==== Отрывок
UA / RU
Поддержать ZN.ua

Брестский "мир": без победителей и побежденных

От Бреста до Минска всего 350 километров и целых сто лет.

Автор: Александр Слипченко

Грубая пропаганда и "гибридная" война против Украины - все это было и 100 лет назад, когда начиналась история новой украинской дипломатии.

29 ноября 1917 года (по новому стилю), всего через три недели после Октябрьского переворота, петроградские большевики вдруг прониклись судьбой украинских казацких клейнодов, вывезенных из Украины при Петре I и после разорения Запорожской Сечи Екатериной II. На фронтах царили неразбериха и развал. Бастовали служащие Государственного банка, саботажем были охвачены правительственные учреждения. В городе началось мародерство, громили запасы алкоголя. И в этих невероятных условиях Совет народных комиссаров (СНК) заявляет, что решение вернуть "флаги, пушки и булавы" украинскому народу "является необратимым и будет осуществляться после обмена мнениями с Украинской радой". Даже больше: предполагалось "передачу реликвий сделать торжественной, в форме народного праздника перед Преображенским собором при участии воинских частей" и с вручением "особо изготовленной грамоты", которая бы подтверждала "знаменитую борьбу украинцев за свободу".

Кому конкретно пришло в голову именно таким образом добиться благосклонности киевских руководителей, сказать трудно, но идея сработала. Уже на следующий день состоялся первый официальный контакт между двумя сторонами. Но исторические ценности в том разговоре заняли далеко не первое место - о них вспомнили лишь мимоходом, а потом вообще забыли на долгие десятилетия...

Как известно, Центральная Рада не признала переворот в Петрограде. Наоборот, она выступила инициатором переговоров о создании новой центральной власти России "совместными силами правительств Украины, Дона, Кубани, Кавказа и других областей вместе с центральными органами всероссийских революционных демократий".

Украина не поддержала и намерений Петрограда относительно сепаратного примирения с государствами Четверного союза (Германией, Австро-Венгрией, Турцией, Болгарией). Выступая за "общий демократический мир" при участии стран Антанты, она сначала проигнорировала приглашение большевиков присоединиться к начатым контактам с немцами. Но чтобы не дать им возможности представлять себя единственным правомочным правительством бывшей Российской империи, правительство УНР (Генеральный секретариат) назначило своих наблюдателей "для информации и контроля". Они не успели на переговоры и только смогли удостоверится в установлении короткого перемирия.

К тому времени сполна дал о себе знать весь комплекс разногласий между Киевом и Петроградом, приведший к появлению 17 декабря уникального "плода" соавторства Владимира Ленина, Льва Троцкого и Иосифа Сталина - "Манифеста к украинскому народу с ультимативными требованиями к Украинской Раде". Не будем анализировать здесь этот известный документ, ограничимся лишь его последней фразой, которая объявляла Центральную Раду "в состоянии открытой войны против советской власти".
========
[Задание A]: Перепишите записи без изменений: от строки со словами «Where can the side» до самого конца записей, включая эту строку.
[Задание B]: Допишите продолжение статьи о Брестском мире, начиная сразу после её последнего предложения.
==== Входные данные
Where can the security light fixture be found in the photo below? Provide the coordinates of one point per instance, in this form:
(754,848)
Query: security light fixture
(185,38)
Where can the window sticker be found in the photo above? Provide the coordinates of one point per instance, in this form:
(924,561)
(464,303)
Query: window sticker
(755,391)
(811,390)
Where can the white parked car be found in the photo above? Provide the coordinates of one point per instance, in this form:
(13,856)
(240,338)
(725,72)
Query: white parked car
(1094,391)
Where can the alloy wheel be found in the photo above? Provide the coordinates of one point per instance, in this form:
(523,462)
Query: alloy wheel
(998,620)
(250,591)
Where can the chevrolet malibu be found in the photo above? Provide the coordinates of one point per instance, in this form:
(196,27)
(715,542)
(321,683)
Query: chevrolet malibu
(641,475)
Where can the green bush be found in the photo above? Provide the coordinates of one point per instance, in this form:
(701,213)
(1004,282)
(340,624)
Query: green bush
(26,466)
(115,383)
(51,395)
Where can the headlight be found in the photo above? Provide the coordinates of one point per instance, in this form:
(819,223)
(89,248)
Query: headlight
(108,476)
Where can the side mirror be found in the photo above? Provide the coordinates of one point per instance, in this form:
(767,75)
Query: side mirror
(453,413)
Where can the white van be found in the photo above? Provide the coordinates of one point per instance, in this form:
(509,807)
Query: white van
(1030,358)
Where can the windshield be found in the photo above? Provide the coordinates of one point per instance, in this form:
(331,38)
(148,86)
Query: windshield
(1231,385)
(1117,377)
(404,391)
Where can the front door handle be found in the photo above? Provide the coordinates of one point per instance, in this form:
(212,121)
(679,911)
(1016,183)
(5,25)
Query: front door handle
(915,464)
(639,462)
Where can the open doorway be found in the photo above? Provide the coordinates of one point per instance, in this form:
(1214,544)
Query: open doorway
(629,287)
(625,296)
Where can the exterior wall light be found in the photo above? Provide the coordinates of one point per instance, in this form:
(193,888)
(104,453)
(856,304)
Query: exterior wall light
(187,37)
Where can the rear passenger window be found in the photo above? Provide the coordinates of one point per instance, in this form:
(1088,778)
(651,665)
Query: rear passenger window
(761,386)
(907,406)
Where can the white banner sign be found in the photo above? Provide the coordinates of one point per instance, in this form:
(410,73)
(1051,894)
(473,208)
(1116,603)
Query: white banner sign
========
[Ответ A]:
Where can the side mirror be found in the photo above? Provide the coordinates of one point per instance, in this form:
(767,75)
Query: side mirror
(453,413)
Where can the white van be found in the photo above? Provide the coordinates of one point per instance, in this form:
(509,807)
Query: white van
(1030,358)
Where can the windshield be found in the photo above? Provide the coordinates of one point per instance, in this form:
(331,38)
(148,86)
Query: windshield
(1231,385)
(1117,377)
(404,391)
Where can the front door handle be found in the photo above? Provide the coordinates of one point per instance, in this form:
(212,121)
(679,911)
(1016,183)
(5,25)
Query: front door handle
(915,464)
(639,462)
Where can the open doorway be found in the photo above? Provide the coordinates of one point per instance, in this form:
(1214,544)
Query: open doorway
(629,287)
(625,296)
Where can the exterior wall light be found in the photo above? Provide the coordinates of one point per instance, in this form:
(193,888)
(104,453)
(856,304)
Query: exterior wall light
(187,37)
Where can the rear passenger window be found in the photo above? Provide the coordinates of one point per instance, in this form:
(1088,778)
(651,665)
Query: rear passenger window
(761,386)
(907,406)
Where can the white banner sign be found in the photo above? Provide the coordinates of one point per instance, in this form:
(410,73)
(1051,894)
(473,208)
(1116,603)
Query: white banner sign

[Ответ B]:
Украина не дожидалась установленных ультиматумом 48 часов. Практически в тот же день в Петрограде смогли ознакомиться с ее четким ответом. Приведем здесь два наиболее существенных пункта: "…Конфликт между Украинской и Великороссийской Республиками может быть улажен при соблюдении следующих условий:

1) признание со стороны Совета Народных Комиссаров прав Украинской Народной Республики и полное невмешательство его в дела Республики...

5) разрешение вопроса о мире при участии Украинской Республики".

Этот обмен посланиями проходил спустя неполных полтора месяца после переворота в Петрограде, когда приход к власти большевиков с их новоявленным СНК казался каким-то кратковременным недоразумением. Поэтому высказанное в ответе Центральной Рады согласие на мирное решение "конфликта братских народов" и на сотрудничество в этом с Советом народных комиссаров можно было бы расценить как довольно весомую форму поддержки нового режима. Но в действительности такого не было.

Через несколько дней большевики в Харькове образовали альтернативные органы "власти" - Центральный исполнительный комитет и Народный (в отличие от киевского Генерального) секретариат.

Война Украинской Народной Республике была объявлена, но вместо открытых военных действий происходил ползучий захват отдельных городов и территорий. О настроениях, царивших тогда в Киеве, и о разногласиях между лидерами страны свидетельствует протокол одного из заседаний Генерального секретариата. На слова секретаря по военным делам Симона Петлюры "Становище дуже грізне… Треба ясно сказати, чи воюємо ми чи нi" и предложение секретаря почты и телеграфа Микиты Шаповала "розiрвати цiлком з Совiтом Народнiх Комiсарiв i розпочати рiшучу боротьбу з бiльшовиками" ("Україну оголосити на воєнному станi і одрізати від півночі", разобрав железные дороги, прекратить поставки продовольствия) председатель Владимир Винниченко отреагировал очень вяло: "Всi тi засоби… занадто серйознi, щоб їх можна було вжити без крайньої для цього потреби. Ранiше треба запитати Совiта Народ. Комiсарiв, чи воює вiн чи нi; тiльки тодi можна зважитися на такi рiшучi засоби боротьби. Крiм того, треба зробити учот вiйськових сил i зброї".

Вскоре положение стало критическим, отряды Михаила Муравьева надвигались на Киев, и заключение мира на фронте приобрело особую актуальность, не оставляя места для колебаний. Тем более что стало известно о готовности немцев начать переговоры, если Украина "оформит свой самостоятельный статус". Генеральный секретариат немедленно направил всем воюющим и нейтральным государствам ноту о том, что УНР "становится на путь самостоятельных международных отношений" и не признает мир, если большевики его подпишут без нее.

От стран Антанты ответа не было, и в Брест-Литовский отправилась делегация УНР в составе Всеволода Голубовича, Миколы Любинского, Миколы Левитского, Михаила Полоза и Александра Севрюка, утвержденная на общем собрании ведущих фракций ЦР - эсеров и социал-демократов. Возраст делегатов - от 24 до 34 лет, и никакого дипломатического опыта. Революционные события вывели их на авансцену политической жизни.

Делегация УНР перед отъездом в Брест-Литовский на мирные переговоры. Львов, январь 1918 г.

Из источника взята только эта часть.